__Action item__: Return the part of the data that opens at its first line and closes with the line containing "485L301 477L266 488L251" as a JSON list of strings, one string per line, with blank lines omitted and pictures excluded.

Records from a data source

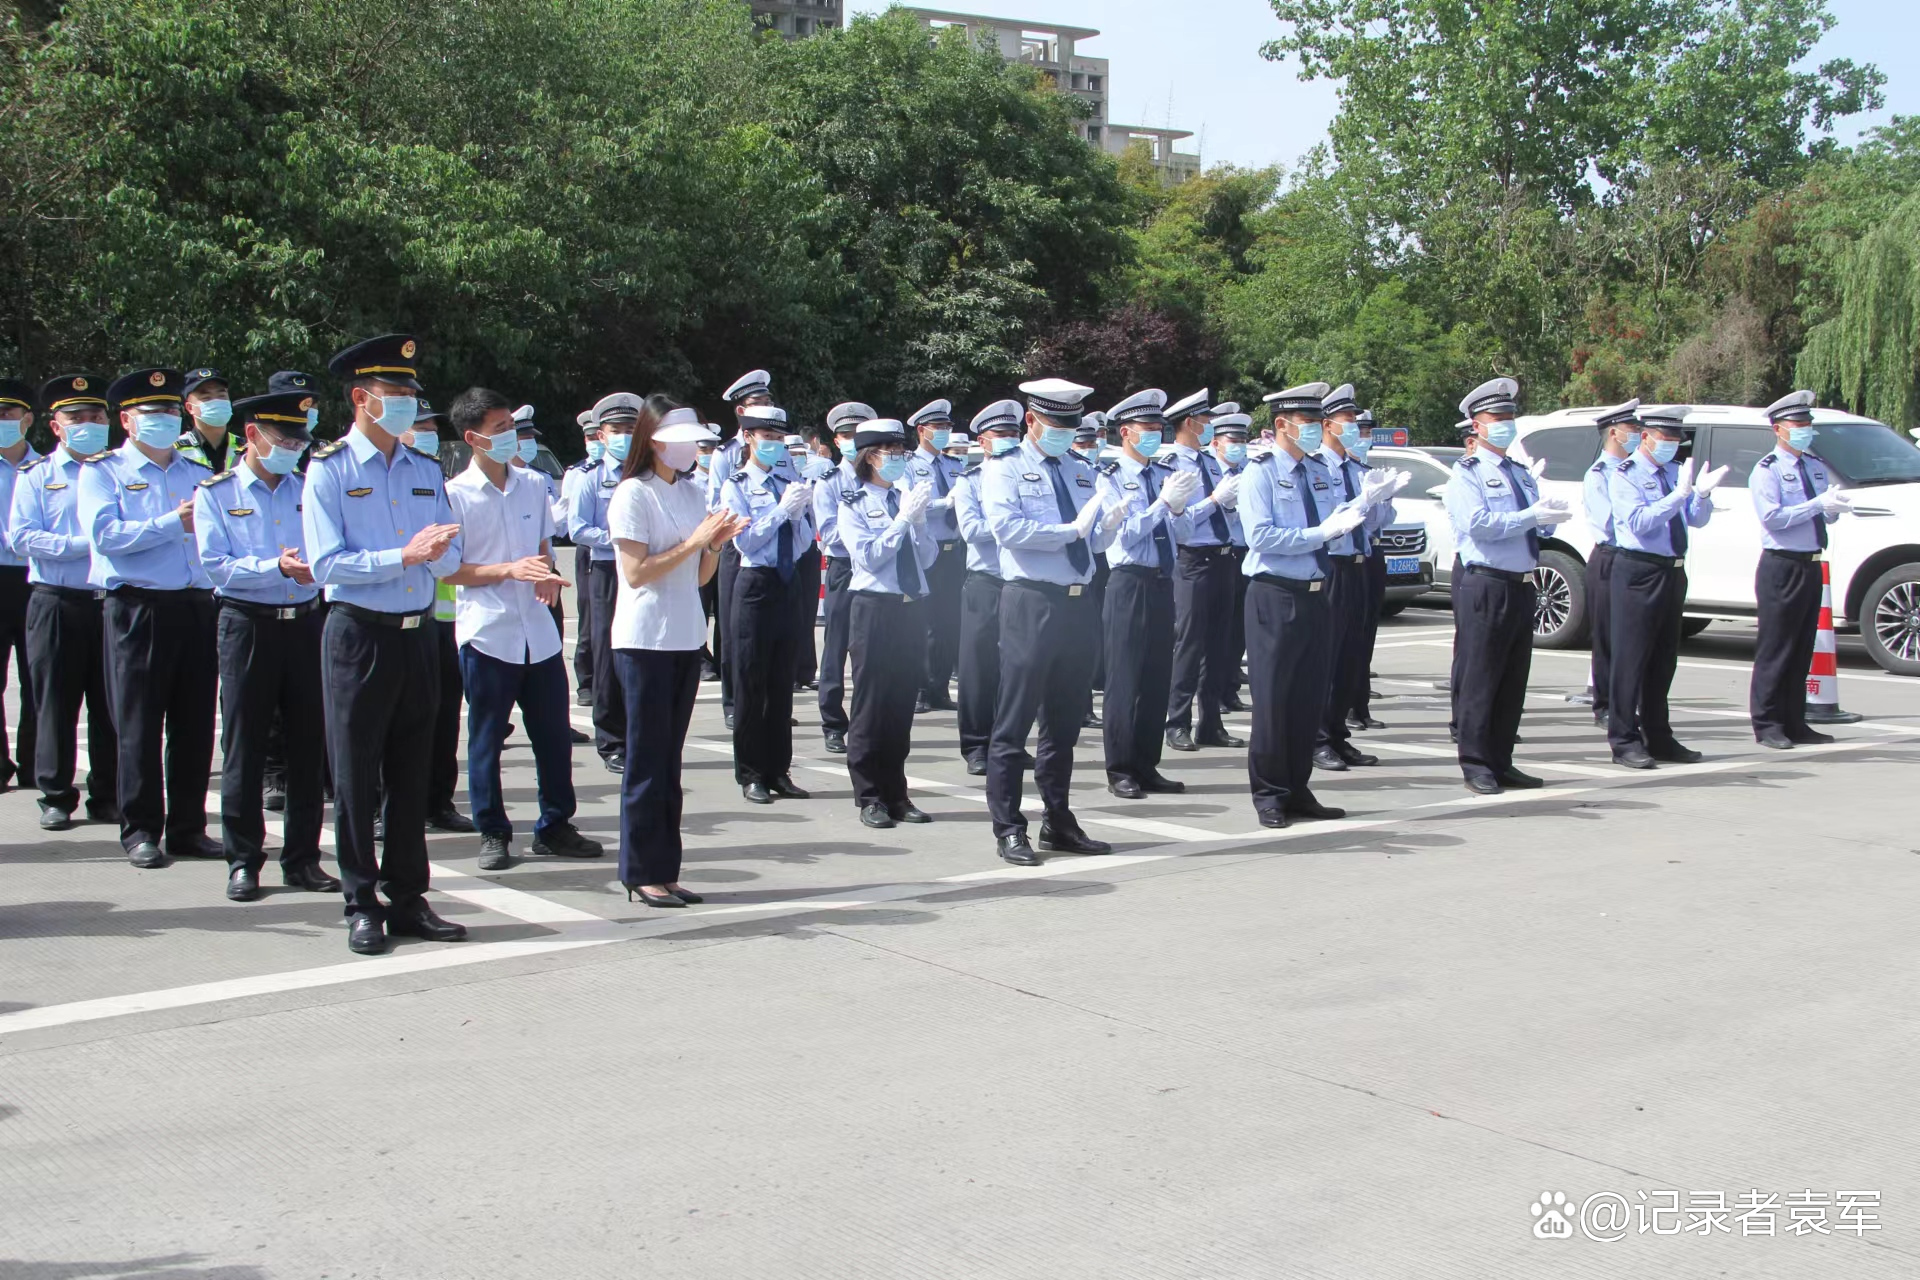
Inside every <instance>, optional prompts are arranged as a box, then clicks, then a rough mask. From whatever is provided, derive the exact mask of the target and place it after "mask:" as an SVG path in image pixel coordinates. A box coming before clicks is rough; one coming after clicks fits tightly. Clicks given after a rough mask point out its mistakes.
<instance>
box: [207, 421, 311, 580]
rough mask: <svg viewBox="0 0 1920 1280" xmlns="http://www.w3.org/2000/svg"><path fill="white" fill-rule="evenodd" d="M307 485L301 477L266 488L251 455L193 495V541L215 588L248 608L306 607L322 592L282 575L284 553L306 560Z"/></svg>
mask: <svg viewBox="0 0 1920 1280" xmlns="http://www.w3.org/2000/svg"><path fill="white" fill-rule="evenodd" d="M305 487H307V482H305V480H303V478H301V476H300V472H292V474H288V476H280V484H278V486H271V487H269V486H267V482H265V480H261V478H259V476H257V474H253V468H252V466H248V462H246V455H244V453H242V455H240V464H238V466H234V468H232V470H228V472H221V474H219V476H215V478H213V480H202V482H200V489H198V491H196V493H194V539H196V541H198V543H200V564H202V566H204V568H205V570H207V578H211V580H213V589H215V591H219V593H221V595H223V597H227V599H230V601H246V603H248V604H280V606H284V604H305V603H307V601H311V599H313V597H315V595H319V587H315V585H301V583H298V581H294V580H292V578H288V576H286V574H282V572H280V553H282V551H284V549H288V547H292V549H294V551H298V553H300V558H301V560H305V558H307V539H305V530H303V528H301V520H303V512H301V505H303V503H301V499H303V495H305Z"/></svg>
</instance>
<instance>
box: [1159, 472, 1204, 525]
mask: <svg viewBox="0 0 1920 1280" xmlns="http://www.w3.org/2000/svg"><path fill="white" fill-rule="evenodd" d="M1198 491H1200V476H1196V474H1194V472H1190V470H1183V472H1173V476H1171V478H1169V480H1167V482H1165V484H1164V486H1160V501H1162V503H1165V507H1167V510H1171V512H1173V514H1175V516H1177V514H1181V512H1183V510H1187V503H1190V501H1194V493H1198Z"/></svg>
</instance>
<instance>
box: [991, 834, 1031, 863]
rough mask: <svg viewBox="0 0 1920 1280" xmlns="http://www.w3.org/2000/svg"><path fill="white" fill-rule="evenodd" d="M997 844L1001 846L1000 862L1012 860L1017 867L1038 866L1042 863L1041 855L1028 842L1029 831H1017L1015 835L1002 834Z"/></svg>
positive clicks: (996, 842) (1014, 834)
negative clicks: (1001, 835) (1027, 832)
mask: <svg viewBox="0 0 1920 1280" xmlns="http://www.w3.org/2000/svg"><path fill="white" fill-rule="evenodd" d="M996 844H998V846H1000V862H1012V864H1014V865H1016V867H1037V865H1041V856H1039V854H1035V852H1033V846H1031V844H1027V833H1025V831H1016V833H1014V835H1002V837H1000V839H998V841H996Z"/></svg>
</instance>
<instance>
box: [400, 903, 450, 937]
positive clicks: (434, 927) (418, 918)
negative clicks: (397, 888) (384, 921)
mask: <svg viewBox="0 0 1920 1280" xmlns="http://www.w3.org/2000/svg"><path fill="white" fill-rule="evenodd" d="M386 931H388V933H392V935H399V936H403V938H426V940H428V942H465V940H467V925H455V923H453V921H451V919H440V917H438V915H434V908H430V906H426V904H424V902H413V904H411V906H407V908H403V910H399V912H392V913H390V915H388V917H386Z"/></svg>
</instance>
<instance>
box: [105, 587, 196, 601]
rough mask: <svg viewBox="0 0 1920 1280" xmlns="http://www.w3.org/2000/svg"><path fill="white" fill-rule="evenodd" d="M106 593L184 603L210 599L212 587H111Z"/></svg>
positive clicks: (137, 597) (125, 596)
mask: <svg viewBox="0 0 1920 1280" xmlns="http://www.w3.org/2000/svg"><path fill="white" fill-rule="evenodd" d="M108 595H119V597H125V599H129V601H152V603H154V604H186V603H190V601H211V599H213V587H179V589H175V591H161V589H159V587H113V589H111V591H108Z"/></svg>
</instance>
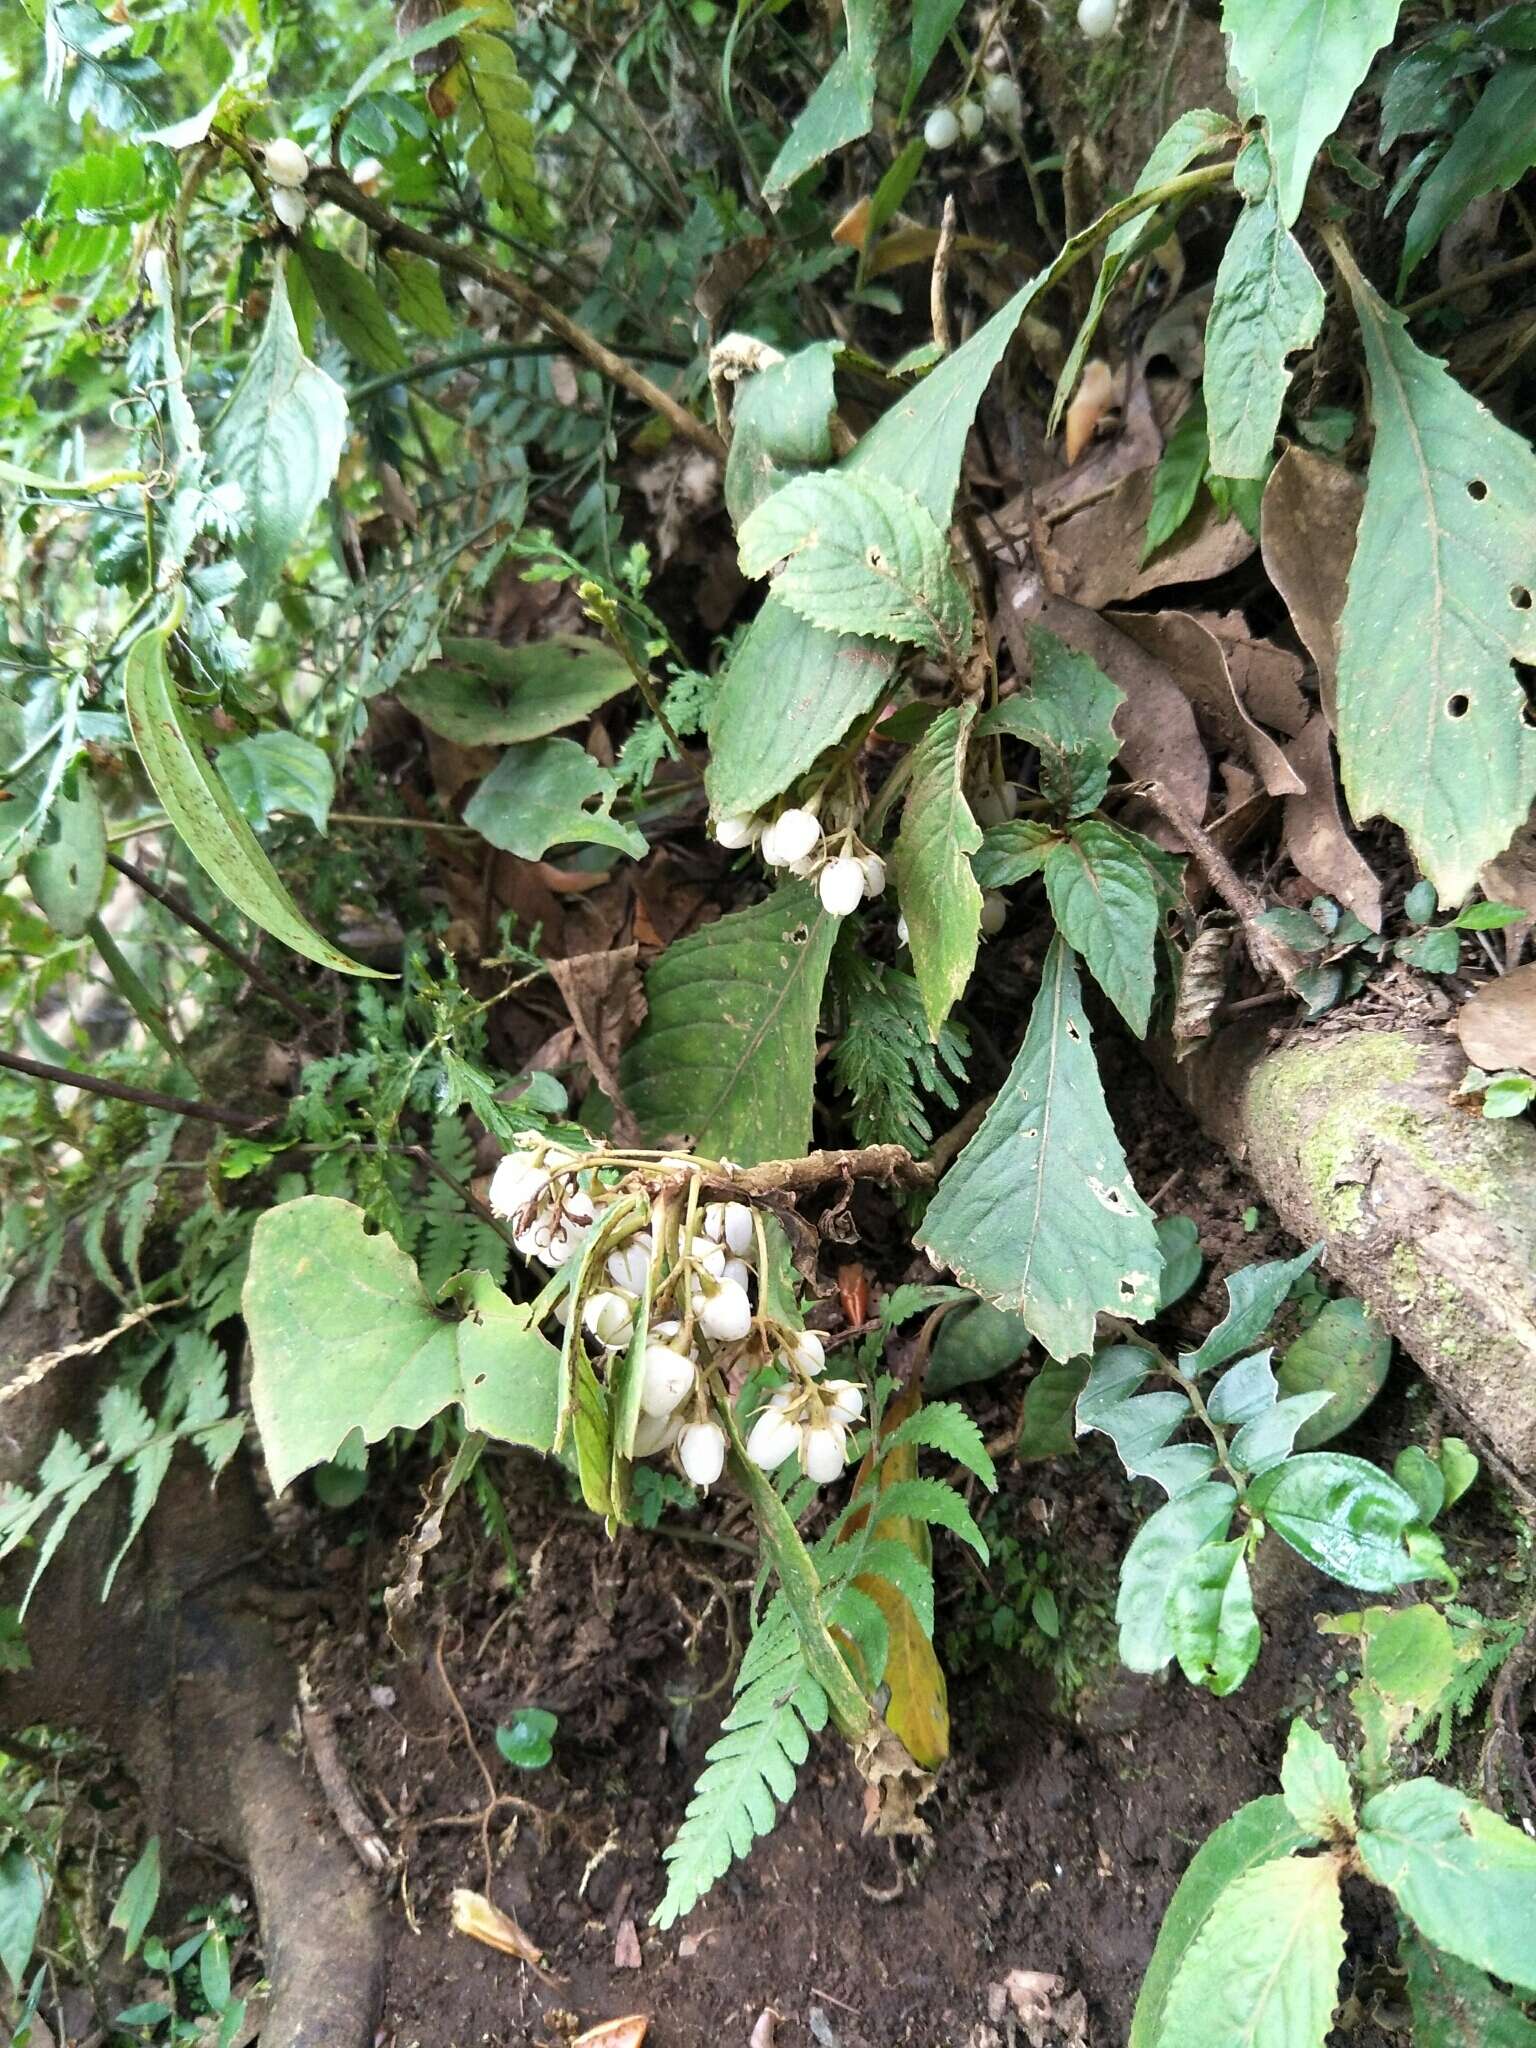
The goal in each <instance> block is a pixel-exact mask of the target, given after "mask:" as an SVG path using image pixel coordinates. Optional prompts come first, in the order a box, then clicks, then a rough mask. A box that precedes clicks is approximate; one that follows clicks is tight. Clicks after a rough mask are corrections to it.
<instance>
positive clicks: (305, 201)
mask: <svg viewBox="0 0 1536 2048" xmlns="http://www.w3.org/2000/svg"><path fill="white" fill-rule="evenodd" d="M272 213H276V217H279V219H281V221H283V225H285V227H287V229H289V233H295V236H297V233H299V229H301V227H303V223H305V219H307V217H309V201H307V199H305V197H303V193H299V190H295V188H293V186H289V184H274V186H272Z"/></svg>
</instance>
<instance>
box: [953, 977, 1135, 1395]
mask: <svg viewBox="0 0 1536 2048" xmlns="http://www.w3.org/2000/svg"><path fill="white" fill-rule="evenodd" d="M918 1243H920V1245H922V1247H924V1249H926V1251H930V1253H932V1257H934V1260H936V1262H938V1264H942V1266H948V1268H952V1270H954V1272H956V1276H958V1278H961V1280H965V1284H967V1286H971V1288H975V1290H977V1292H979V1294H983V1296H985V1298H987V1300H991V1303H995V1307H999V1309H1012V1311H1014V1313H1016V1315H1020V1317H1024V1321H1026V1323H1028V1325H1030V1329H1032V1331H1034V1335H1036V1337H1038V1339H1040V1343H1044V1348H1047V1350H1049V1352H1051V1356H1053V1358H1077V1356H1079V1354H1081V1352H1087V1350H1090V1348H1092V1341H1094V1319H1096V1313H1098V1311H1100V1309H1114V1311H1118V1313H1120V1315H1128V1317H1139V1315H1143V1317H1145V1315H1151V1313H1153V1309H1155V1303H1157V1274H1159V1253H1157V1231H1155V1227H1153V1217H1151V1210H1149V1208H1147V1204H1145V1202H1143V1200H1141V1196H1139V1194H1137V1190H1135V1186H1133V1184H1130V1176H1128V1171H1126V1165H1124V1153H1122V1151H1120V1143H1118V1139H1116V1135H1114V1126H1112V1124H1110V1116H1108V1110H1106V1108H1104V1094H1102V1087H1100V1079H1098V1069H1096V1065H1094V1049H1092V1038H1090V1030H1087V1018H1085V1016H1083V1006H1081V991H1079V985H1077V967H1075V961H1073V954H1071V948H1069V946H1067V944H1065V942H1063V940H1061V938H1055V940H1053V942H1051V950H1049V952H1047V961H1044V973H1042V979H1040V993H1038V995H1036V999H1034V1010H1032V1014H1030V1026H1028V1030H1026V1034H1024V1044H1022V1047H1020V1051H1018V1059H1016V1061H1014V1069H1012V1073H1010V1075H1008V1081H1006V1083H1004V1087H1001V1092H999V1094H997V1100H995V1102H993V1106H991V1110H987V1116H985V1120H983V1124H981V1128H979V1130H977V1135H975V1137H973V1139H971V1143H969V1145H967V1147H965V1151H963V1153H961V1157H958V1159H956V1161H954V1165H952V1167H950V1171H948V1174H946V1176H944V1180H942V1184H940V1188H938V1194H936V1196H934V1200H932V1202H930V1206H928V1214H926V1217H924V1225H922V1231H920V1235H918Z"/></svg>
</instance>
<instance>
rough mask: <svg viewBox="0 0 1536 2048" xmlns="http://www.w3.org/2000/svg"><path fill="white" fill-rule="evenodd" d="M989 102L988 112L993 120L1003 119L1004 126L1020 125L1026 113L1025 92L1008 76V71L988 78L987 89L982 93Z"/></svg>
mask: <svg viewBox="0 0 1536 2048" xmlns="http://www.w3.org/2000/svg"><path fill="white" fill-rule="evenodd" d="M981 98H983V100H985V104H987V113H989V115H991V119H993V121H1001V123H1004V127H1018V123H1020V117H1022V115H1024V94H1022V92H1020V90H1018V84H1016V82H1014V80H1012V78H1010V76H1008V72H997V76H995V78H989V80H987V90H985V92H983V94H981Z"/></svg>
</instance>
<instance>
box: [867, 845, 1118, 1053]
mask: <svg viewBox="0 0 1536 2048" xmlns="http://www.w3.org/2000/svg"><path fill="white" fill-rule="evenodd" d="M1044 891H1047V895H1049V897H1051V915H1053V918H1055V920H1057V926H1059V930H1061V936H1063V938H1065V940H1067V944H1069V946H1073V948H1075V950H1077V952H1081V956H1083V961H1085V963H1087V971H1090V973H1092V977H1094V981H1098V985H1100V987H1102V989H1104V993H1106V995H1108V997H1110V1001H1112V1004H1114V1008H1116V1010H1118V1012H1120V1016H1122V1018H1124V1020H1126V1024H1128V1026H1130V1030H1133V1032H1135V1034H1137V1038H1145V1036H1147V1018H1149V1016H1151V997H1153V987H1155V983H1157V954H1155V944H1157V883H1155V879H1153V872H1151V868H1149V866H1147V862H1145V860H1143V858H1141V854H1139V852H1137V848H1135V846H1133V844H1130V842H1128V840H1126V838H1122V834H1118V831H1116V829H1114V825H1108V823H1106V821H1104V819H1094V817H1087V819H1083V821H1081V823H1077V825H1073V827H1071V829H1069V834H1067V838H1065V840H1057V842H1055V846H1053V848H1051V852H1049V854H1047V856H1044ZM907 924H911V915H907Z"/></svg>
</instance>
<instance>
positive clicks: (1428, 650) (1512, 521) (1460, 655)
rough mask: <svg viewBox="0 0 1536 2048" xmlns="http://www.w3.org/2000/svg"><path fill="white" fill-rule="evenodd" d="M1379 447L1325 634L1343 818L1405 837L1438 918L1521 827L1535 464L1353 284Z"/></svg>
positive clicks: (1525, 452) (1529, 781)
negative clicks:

__Written response__:
[
  "Inside every <instance>, optional prompts are arranged as a box, then clicks, then a rough mask. From whatever is provided, derive the exact mask of the target and place it after \"mask:\" as an SVG path in image pixel coordinates. A box coming before clicks is rough; one coming after clicks fits tightly. Clicks given after a rough mask point out its mistakes.",
  "<instance>",
  "box: [207, 421, 311, 580]",
  "rough mask: <svg viewBox=\"0 0 1920 1280\" xmlns=\"http://www.w3.org/2000/svg\"><path fill=\"white\" fill-rule=\"evenodd\" d=\"M307 485L301 477L266 488L251 455L193 495V541L215 588L248 608L306 607L322 592L282 575L284 553L306 560Z\"/></svg>"
]